» **PROVIDED ENTRIES**

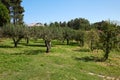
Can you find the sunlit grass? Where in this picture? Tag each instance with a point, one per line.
(64, 62)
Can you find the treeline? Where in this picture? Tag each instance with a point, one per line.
(102, 35)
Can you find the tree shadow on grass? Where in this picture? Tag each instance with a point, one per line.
(8, 46)
(30, 52)
(89, 58)
(32, 45)
(83, 50)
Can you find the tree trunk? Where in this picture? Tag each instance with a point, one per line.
(16, 41)
(107, 51)
(27, 40)
(48, 46)
(67, 41)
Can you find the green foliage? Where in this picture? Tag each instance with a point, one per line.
(4, 15)
(15, 10)
(80, 37)
(79, 23)
(107, 38)
(68, 34)
(92, 39)
(16, 32)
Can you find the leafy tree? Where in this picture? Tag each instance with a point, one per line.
(68, 34)
(79, 37)
(107, 38)
(16, 32)
(4, 15)
(15, 10)
(92, 39)
(79, 23)
(48, 34)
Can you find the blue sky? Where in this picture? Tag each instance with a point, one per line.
(46, 11)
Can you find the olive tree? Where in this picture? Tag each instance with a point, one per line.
(4, 15)
(16, 32)
(80, 37)
(68, 34)
(92, 39)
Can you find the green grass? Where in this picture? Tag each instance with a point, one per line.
(64, 62)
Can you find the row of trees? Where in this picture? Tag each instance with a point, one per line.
(106, 36)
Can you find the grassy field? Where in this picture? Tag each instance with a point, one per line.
(64, 62)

» **WORK TO COMPLETE**
Rewrite every one of the rows above as a numbered list, skipping any blank lines and leaving the pictures out.

» **SOLUTION FOR THIS TASK**
1. Can you find the sunlit grass? Where in this picture? Tag each instance with a point, one per line.
2. (64, 62)
3. Can you find the treeline? Where in this picture? Tag each instance with a point, one per line.
4. (102, 35)
5. Can you find the tree shadow on grass? Where in this picture? Tag each instance with a point, one per line.
6. (8, 46)
7. (30, 52)
8. (89, 58)
9. (32, 45)
10. (83, 50)
11. Can you find the tree trunk? Where in this picture? Tag each instance with a point, one per line.
12. (16, 41)
13. (107, 51)
14. (27, 40)
15. (48, 46)
16. (67, 41)
17. Can you find the green foliage? Where in this picture? Tag each instance with a point, one per line.
18. (4, 15)
19. (15, 10)
20. (80, 37)
21. (79, 23)
22. (107, 38)
23. (68, 34)
24. (92, 39)
25. (16, 32)
26. Can you find the leafy tree? Where in this picture? Tag each instance with a point, one per line.
27. (68, 34)
28. (79, 37)
29. (107, 38)
30. (16, 32)
31. (4, 15)
32. (15, 10)
33. (92, 39)
34. (79, 23)
35. (48, 34)
36. Can you find the blue sky? Where in this picture? Tag each instance with a point, one per line.
37. (46, 11)
38. Can you find the olive tree? Where in this picture? Tag each instance with a point, one per line.
39. (4, 15)
40. (16, 32)
41. (80, 37)
42. (68, 34)
43. (92, 39)
44. Can you find the green grass? Where in this picture? Tag each instance with a point, one per line.
45. (64, 62)
46. Can you find the row of trees? Where in this picture? Tag each instance with a point, one per line.
47. (106, 36)
48. Can you find the grassy field? Where in this picture? Tag each instance with a point, one per line.
49. (64, 62)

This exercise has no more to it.